→ PROBLEM STATEMENT
For each entry, return the text exactly and omit any image.

==================================================

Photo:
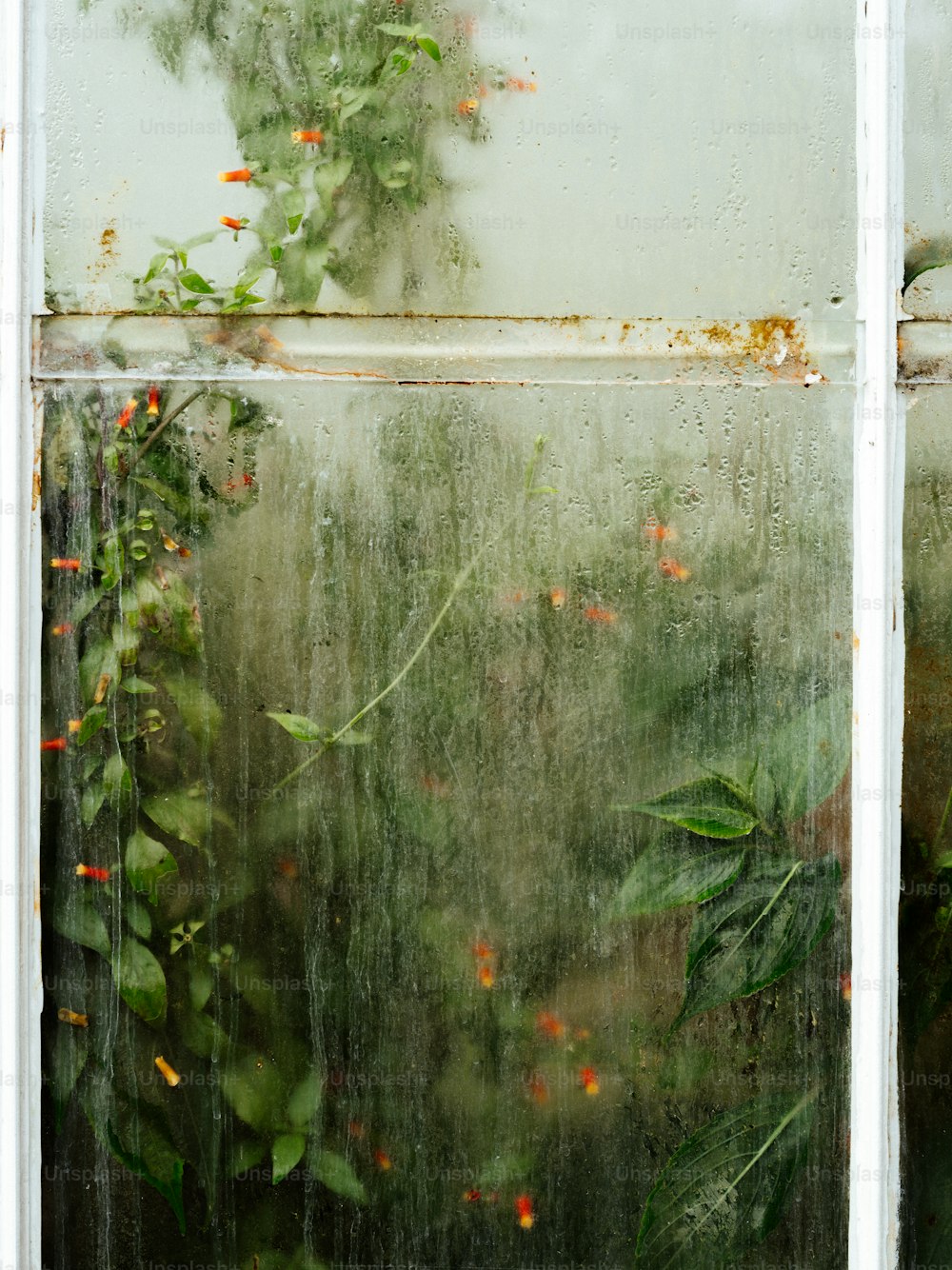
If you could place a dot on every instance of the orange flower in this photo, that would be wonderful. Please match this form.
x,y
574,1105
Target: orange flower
x,y
171,1076
588,1080
657,532
601,616
93,873
550,1025
128,411
672,567
70,1016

==================================================

→ ANSWER TO THIS TASK
Photo:
If you could place a dot on every instance of the orange flower in this photo, that would be wonderful. Please match this form.
x,y
574,1105
Target: orange flower
x,y
171,1076
588,1080
657,532
601,616
93,873
550,1025
128,411
672,567
70,1016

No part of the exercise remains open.